Write every record out again exactly as given.

**Material to process:**

+++

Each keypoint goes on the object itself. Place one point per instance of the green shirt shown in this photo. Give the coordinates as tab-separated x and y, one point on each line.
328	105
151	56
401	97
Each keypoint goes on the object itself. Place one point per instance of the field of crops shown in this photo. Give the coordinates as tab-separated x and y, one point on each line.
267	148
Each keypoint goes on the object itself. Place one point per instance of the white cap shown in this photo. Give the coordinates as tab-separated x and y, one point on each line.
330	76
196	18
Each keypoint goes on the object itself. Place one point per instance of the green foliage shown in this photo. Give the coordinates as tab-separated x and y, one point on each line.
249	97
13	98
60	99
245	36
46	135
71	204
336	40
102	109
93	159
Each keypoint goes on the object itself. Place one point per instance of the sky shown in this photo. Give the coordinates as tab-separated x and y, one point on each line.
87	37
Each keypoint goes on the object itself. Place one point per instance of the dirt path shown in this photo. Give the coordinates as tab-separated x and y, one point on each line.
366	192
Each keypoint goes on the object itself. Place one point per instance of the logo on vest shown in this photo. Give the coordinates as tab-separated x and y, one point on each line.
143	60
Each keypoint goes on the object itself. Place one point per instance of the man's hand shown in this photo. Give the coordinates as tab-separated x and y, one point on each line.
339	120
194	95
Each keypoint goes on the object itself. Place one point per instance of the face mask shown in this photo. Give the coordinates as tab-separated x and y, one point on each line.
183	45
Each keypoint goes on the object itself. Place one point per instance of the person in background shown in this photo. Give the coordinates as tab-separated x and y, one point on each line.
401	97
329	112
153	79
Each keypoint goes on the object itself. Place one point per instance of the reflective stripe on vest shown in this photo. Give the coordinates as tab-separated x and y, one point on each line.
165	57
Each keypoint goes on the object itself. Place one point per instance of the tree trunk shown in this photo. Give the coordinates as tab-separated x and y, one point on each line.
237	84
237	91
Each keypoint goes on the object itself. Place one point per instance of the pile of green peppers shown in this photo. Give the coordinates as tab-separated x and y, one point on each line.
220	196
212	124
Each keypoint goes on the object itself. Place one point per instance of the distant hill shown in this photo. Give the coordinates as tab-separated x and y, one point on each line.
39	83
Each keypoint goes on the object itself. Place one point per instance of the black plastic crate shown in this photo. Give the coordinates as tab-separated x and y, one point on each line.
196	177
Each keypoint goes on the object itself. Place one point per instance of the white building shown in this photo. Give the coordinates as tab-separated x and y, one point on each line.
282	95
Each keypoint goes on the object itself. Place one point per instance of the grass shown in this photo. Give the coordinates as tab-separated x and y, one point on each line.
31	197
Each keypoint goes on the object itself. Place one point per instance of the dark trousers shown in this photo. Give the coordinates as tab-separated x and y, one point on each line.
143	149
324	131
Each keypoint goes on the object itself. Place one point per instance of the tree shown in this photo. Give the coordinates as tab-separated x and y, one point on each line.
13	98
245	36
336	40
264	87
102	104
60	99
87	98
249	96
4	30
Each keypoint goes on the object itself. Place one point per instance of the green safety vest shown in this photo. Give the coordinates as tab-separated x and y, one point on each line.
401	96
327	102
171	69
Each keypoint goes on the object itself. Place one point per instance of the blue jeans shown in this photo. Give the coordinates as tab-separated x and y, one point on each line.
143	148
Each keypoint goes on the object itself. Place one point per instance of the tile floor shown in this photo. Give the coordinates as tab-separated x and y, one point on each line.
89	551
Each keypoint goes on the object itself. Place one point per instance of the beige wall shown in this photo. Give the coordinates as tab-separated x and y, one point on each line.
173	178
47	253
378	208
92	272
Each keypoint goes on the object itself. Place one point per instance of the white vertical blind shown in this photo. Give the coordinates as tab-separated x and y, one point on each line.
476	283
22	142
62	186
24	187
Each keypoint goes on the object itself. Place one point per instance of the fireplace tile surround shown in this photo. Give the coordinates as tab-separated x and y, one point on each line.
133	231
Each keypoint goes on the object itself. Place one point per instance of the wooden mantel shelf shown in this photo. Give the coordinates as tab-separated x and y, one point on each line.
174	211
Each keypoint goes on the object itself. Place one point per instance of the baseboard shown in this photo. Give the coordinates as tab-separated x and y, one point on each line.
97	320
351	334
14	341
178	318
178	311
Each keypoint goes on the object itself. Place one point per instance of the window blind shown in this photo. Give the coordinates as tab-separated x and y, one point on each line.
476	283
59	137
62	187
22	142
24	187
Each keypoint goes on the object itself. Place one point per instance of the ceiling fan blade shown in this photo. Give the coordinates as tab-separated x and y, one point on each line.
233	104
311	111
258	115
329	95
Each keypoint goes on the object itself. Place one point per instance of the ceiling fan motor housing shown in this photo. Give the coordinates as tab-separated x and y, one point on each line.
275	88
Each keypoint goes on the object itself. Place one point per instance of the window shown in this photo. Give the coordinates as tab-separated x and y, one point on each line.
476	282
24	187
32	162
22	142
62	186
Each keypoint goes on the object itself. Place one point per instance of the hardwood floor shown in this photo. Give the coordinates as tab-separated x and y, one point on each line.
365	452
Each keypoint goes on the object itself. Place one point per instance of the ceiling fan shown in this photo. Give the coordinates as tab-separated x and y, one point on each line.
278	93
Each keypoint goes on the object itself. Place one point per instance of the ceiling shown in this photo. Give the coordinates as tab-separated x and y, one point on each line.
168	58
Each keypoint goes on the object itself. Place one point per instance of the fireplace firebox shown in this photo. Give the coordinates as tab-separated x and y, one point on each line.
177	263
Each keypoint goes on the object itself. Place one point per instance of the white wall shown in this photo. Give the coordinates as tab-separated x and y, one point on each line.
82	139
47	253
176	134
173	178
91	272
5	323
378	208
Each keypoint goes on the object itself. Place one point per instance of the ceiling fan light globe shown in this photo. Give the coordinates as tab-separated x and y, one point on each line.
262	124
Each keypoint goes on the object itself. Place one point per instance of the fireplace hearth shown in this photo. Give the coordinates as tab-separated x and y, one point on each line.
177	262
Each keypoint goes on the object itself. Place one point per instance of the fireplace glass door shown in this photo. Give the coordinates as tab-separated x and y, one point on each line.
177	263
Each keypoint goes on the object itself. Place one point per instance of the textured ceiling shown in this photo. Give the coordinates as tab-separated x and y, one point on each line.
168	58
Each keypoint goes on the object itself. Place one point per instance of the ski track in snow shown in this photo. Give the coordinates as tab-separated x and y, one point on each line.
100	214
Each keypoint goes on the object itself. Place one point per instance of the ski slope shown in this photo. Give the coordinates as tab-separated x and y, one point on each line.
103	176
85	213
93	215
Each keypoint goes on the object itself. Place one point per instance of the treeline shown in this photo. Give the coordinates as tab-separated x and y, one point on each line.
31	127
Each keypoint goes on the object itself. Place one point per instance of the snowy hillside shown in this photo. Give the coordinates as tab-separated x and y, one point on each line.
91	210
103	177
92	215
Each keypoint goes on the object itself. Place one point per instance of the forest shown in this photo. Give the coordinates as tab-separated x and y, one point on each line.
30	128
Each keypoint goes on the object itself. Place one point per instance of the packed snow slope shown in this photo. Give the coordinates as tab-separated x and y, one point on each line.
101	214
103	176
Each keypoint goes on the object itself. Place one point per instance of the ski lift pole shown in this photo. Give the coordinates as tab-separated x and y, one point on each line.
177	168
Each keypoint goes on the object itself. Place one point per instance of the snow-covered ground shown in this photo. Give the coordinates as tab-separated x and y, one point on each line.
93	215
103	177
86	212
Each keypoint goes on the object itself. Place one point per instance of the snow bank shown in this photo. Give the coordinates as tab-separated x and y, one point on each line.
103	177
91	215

+++

**Worked answer:**
Each keypoint goes on the object itself. Place one point per instance of the green shirt shown in this photo. Give the coordinates as tab-separated x and y, one point on each line.
328	105
151	56
401	97
Each keypoint goes on the object itself. Place one point per instance of the field of crops shown in this photo. Give the coordinates as tab-separated x and y, one point on each line.
267	148
Each keypoint goes on the object itself. Place one point per instance of the white cap shown in this photo. Give the coordinates as tab-separated x and y, one point on each line.
330	76
196	18
Each keypoint goes on the object itself. Place one point per instance of the green foliage shown in this photo. Give the coordinates as tab-separated x and y, one point on each line.
249	97
13	98
60	99
245	36
46	135
71	204
336	40
102	109
93	159
Each keypoint goes on the object itself. Place one point per instance of the sky shown in this photo. Give the coordinates as tab-separated x and y, one point on each line.
87	37
Each keypoint goes on the object itself. Place one point per instance of the dirt path shown in this photo. Give the coordinates as tab-separated x and y, one point on each line.
366	192
Each keypoint goes on the object itself. Place one point per instance of the logo on vest shown in this photo. Give the coordinates as tab-separated x and y, one point on each line.
143	60
Each keypoint goes on the object itself. Place one point per instance of the man's hand shown in this photo. Give the coordinates as tab-separated x and y, one point on each line.
339	120
194	95
Each keypoint goes on the object itself. Place one point per instance of the face mask shown in this photo. Give the coordinates as tab-separated x and y, one point on each line.
183	45
Each keypoint goes on the object itself. Place one point per instance of the person in background shown in this photo. Give the coordinates as tab-separated x and y, one point on each line.
401	97
329	112
153	79
Each keypoint goes on the object itself. Place one point per instance of the reflective stripe on vest shown in this photo. Give the coordinates as tab-separated x and y, one point on each line.
165	57
Each keypoint goes on the object itself. Place one point per instance of the tree trunk shown in this photo. Give the coordinates as tab-separated x and y, one point on each line.
237	84
237	91
Each keypoint goes on the object itself. Place one point per instance of the pile of green peppers shown in this photo. Give the coordinates as tab-separated x and y, one point on each line.
220	196
212	124
Each keypoint goes on the object itself. Place one point per instance of the distant hill shown in this photo. Give the coordinates as tab-separated x and y, one point on each line.
39	83
Each keypoint goes on the object itself. Place one point per instance of the black plastic crate shown in this photo. Give the coordinates as tab-separated x and y, one point on each line.
196	177
Each keypoint goes on the object itself. Place one point per instance of the white building shown in this photo. Give the coordinates as tab-separated x and y, one point on each line.
282	95
Each keypoint goes on the object itself. Place one point per instance of the grass shown in this photo. Give the coordinates as tab-separated x and y, one point on each line.
31	197
Each keypoint goes on the object itself. Place one point per instance of the dark trousers shown in this photo. Give the coordinates as tab-separated x and y, one point on each line.
143	149
324	131
Each keypoint goes on the object itself. Place one point per instance of the tree shown in this photo. Give the coordinates as tab-separated x and y, one point on each line.
13	98
245	36
336	40
264	87
102	104
60	99
87	98
249	96
4	30
Each keypoint goes on the object itself. Place one point per instance of the green safety vest shown in this photo. Give the coordinates as tab-separated x and y, one point on each line.
401	96
327	102
171	69
Each keypoint goes on the object itself. Place one point per instance of the blue jeans shown in this photo. Give the coordinates as tab-separated x and y, one point on each line.
143	148
Each keypoint goes on the object itself. Place one point per instance of the tile floor shown in this photo. Give the coordinates as tab-separated x and y, one point on each line.
89	551
Each keypoint goes on the object itself. Place one point per instance of the beige wall shown in this photo. Give the coordinates as tab-separated x and y, one point on each line.
173	178
47	253
378	208
92	272
Each keypoint goes on the object itself. Place one point per instance of the white vertical blind shown in this photo. Give the coordinates as tab-separated x and y, one point on each line.
476	283
22	142
62	186
24	187
Each keypoint goes on the object itself. Place one point per instance of the fireplace tile surround shown in this photo. Give the coordinates as tab-separated x and y, one point on each line.
133	231
Each keypoint goes on the object itself. Place one point per instance of the wooden mantel shelf shown in this photo. Give the coordinates as tab-separated x and y, one point on each line.
174	211
Each keypoint goes on the object itself. Place one point per instance of the baseboard shown in this photo. Give the coordinates as tab-separated x and y, one point on each line.
97	320
351	334
14	341
178	318
178	311
Each keypoint goes on the object itself. Place one point per instance of the window blind shown in this photo. Give the coordinates as tab-separated x and y, one point on each line.
476	283
59	137
62	187
22	142
24	187
Each keypoint goes on the object itself. Place one point per instance of the ceiling fan blade shown in this photo. Give the coordinates as tab-separated x and y, one point on each line.
233	104
311	111
258	115
329	95
Each keypoint goes on the object itself. Place one point per instance of the ceiling fan motor housing shown in this photo. Give the coordinates as tab-separated x and y, one point on each line.
275	88
Each keypoint goes on the object itself. Place one point per instance of the window shown in this photo. Give the coordinates as tab-separated x and y, one point on each line.
476	282
24	187
32	162
22	142
62	186
Each keypoint goes on the object itself. Place one point per instance of the hardwood floor shown in this photo. Give the coordinates as tab-separated x and y, one point on each line.
365	452
Each keypoint goes on the object itself. Place one point per instance of the ceiling fan shown in this photo. Give the coordinates as tab-separated x and y, one point on each line.
278	93
Each keypoint goes on the object itself. Place one point per instance of the ceiling shown in this photo. Give the coordinates as tab-separated x and y, one point on each line.
168	58
Each keypoint goes on the object itself. Place one point per instance of the fireplace firebox shown in this photo. Give the coordinates as tab-separated x and y, one point on each line.
177	263
Each keypoint goes on the object itself. Place one point per instance of the white wall shown in this photo. Give the coordinates as tab-separated x and y, one point on each line.
82	139
47	253
176	134
173	178
91	272
5	323
378	208
Each keypoint goes on the object itself. Place one point per instance of the ceiling fan light globe shown in this photo. Give the coordinates as tab-separated x and y, one point on each line.
262	124
Each keypoint goes on the object itself. Place one point per instance of the fireplace hearth shown in this photo. Give the coordinates as tab-separated x and y, one point on each line.
177	262
Each keypoint goes on the object itself. Place one point per instance of the fireplace glass door shown in this photo. Give the coordinates as tab-separated x and y, one point on each line.
177	263
Each keypoint goes on the object itself. Place one point per instance of the textured ceiling shown in this photo. Give the coordinates as tab-separated x and y, one point on each line.
168	58
Each keypoint goes on the object itself. Place one point per instance of the ski track in snow shown in this photo. Give the coordinates as tab-separated x and y, one point on each line.
100	214
Each keypoint goes on the object itself. Place one point per instance of the ski slope shown in this photo. Give the coordinates as tab-separated x and y, one point on each line.
103	176
85	213
93	215
Each keypoint goes on the object itself. Place one point per instance of the treeline shown in this photo. Give the coordinates as tab-separated x and y, one point on each line.
31	127
Each keypoint goes on the object itself. Place one point per instance of the snowy hillside shown in this photo. Give the coordinates as tab-separated x and y, one point on each line.
91	210
103	177
92	215
Each keypoint goes on the object itself. Place one point per instance of the forest shown in this photo. Give the coordinates as tab-separated x and y, one point on each line.
30	128
Each keypoint goes on the object itself. Place one point per instance of the packed snow slope shown in this photo. Give the coordinates as tab-separated x and y, one point on each line.
101	214
103	176
Each keypoint goes on the object itself. Place one point per instance of the ski lift pole shown in this photo. Give the coordinates as tab-separated x and y, one point on each line.
177	168
Each keypoint goes on the object itself. Place one point per instance of the snow-covered ground shown in this photo. Give the coordinates as tab-separated x and y, one point on each line.
93	215
103	177
86	212
Each keypoint goes on the object itself. Place one point per instance of the snow bank shown in this photo. Give the coordinates as tab-separated x and y, one point on each line.
103	177
91	215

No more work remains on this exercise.